▸ GIVEN RECORDS:
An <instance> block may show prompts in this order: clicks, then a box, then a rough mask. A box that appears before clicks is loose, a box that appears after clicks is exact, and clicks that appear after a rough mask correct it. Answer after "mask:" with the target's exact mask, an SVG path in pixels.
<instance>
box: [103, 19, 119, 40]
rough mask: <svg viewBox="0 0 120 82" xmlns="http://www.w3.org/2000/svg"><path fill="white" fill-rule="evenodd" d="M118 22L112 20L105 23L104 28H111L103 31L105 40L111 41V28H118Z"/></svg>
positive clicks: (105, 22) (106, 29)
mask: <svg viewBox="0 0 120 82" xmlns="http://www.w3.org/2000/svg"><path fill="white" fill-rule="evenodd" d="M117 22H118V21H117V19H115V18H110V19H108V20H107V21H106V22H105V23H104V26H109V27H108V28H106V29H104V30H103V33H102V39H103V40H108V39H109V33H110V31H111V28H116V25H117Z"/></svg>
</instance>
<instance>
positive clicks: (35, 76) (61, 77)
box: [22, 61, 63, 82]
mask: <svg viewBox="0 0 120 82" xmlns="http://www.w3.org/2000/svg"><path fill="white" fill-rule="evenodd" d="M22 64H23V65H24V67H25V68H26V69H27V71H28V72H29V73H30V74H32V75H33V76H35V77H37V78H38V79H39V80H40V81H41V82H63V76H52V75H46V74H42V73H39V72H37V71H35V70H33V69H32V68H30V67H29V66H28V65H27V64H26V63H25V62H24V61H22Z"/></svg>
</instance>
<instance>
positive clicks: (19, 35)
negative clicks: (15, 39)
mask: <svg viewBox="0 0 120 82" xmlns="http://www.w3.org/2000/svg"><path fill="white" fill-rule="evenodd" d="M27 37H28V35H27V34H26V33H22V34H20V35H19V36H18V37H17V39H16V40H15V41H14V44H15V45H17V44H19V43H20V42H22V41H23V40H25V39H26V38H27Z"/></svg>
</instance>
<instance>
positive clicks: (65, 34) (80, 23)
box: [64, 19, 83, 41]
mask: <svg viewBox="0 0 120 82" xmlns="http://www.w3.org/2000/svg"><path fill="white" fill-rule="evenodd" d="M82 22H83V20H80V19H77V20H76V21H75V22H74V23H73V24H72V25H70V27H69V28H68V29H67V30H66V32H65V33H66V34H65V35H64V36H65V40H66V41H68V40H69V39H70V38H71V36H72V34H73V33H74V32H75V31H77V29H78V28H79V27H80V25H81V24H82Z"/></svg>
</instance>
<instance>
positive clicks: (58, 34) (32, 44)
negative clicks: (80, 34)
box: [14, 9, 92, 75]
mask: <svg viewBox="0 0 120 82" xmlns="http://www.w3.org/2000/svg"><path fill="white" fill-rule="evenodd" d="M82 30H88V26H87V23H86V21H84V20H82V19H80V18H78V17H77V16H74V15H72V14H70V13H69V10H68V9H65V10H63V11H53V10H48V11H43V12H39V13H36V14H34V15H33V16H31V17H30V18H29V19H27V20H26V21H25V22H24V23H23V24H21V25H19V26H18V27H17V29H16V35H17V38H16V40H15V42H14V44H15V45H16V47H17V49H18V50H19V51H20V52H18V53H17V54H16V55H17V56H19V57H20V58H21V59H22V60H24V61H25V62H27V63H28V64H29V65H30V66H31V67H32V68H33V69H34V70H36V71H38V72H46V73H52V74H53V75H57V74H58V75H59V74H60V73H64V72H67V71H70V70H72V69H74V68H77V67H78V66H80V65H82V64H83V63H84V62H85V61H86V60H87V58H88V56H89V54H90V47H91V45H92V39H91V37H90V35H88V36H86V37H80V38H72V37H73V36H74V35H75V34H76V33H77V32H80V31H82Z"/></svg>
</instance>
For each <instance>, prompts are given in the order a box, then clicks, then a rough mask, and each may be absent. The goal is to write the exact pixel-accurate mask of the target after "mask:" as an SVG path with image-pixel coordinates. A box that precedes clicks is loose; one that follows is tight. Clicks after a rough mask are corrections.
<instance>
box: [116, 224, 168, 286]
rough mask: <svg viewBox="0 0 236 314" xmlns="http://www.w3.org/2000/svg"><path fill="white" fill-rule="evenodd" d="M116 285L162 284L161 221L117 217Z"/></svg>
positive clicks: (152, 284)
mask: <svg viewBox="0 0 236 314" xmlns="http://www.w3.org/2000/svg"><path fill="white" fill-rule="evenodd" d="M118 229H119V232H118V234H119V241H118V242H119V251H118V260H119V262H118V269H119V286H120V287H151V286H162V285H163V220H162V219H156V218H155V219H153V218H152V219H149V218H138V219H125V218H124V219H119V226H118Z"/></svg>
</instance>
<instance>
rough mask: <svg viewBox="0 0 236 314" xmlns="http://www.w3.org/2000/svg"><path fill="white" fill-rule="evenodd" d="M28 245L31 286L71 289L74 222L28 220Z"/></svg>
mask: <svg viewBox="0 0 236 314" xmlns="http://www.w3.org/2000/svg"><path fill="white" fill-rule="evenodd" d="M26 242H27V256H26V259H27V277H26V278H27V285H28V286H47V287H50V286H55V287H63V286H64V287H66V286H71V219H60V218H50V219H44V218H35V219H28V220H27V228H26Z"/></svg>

▸ PROMPT: Please write out again, word for word, the lines starting at the very beginning of the entries and ending with the line that contains "positive clicks: (105, 22) (106, 29)".

▸ SOLUTION TO THE EXERCISE:
An <instance> block may show prompts in this order: clicks, then a box, then a rough mask. A box that appears before clicks is loose, a box that appears after clicks is exact, and clicks that appear after a rough mask correct it. Answer after "mask:" with the target's exact mask, an SVG path in pixels.
<instance>
box: [103, 19, 119, 40]
rough mask: <svg viewBox="0 0 120 82" xmlns="http://www.w3.org/2000/svg"><path fill="white" fill-rule="evenodd" d="M118 22L112 20L105 23L104 28H111L103 31L105 40L111 41V28H118Z"/></svg>
positive clicks: (105, 22) (106, 29)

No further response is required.